#### EXERCISE DESCRIPTION
Copy the rows word for word, starting at the line that contains "small headstone in this photo as pixel coordinates." and continuing through the last of the rows, including both ends. Leave the pictures out of your copy.
[start of INFORMATION SUPPLIED]
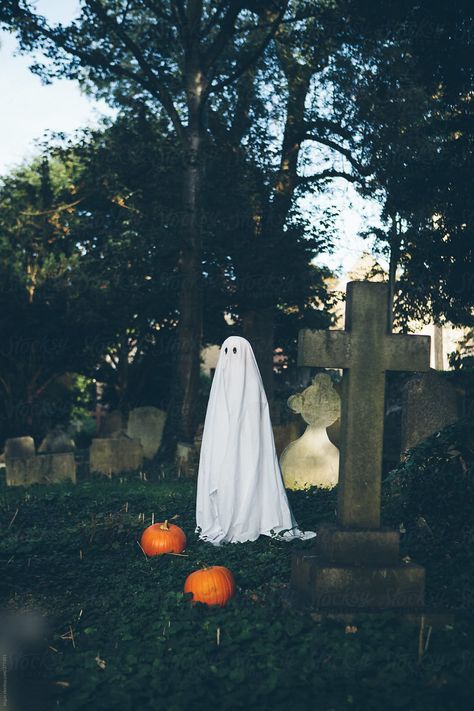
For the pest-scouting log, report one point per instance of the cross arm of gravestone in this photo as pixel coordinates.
(326, 349)
(334, 349)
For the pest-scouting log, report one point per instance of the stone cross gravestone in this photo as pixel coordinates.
(356, 564)
(313, 460)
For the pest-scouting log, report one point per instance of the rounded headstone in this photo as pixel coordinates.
(312, 460)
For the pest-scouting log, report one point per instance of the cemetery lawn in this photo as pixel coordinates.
(121, 635)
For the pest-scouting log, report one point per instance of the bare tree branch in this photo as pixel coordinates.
(252, 56)
(160, 89)
(346, 152)
(326, 175)
(324, 124)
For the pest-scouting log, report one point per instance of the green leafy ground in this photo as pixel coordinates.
(122, 636)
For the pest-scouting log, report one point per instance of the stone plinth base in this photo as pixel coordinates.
(344, 546)
(115, 456)
(356, 570)
(41, 469)
(324, 585)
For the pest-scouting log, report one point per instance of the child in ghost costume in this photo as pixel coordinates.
(240, 490)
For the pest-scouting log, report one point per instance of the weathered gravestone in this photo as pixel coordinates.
(41, 469)
(313, 460)
(115, 455)
(146, 424)
(110, 424)
(355, 564)
(19, 448)
(25, 467)
(57, 441)
(429, 403)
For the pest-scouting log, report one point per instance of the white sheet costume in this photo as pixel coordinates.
(240, 491)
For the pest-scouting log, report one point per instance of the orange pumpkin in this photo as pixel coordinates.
(163, 538)
(213, 586)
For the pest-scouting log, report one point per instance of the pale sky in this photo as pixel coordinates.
(30, 109)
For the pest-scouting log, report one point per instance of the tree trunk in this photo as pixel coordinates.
(181, 421)
(258, 329)
(190, 299)
(395, 238)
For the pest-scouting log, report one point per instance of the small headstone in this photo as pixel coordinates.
(19, 447)
(115, 456)
(57, 441)
(111, 423)
(41, 469)
(146, 424)
(355, 564)
(429, 403)
(286, 433)
(312, 460)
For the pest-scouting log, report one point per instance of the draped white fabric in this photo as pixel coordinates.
(240, 492)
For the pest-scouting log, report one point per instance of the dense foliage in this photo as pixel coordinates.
(120, 633)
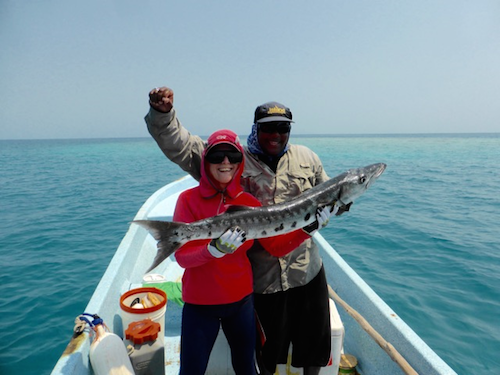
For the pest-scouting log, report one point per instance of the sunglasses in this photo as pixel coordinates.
(275, 127)
(217, 157)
[end of INFORMATION SUPPLIED]
#### PROBLEM SOLUTION
For the pest-scouting log, report one point per instance of the small headstone in this photo as pixel coordinates.
(19, 447)
(115, 456)
(57, 441)
(111, 423)
(41, 469)
(146, 424)
(355, 564)
(429, 403)
(286, 433)
(312, 460)
For the pest-scouting log, report one point per instance of the draped white fabric in this photo as pixel coordinates.
(240, 492)
For the pest-scouting log, report one point per instance of the dense foliage in this photo as pixel coordinates.
(120, 633)
For the pest-scouting log, report one point per instance of the sunglasses in this photo as pixel coordinates.
(275, 127)
(217, 157)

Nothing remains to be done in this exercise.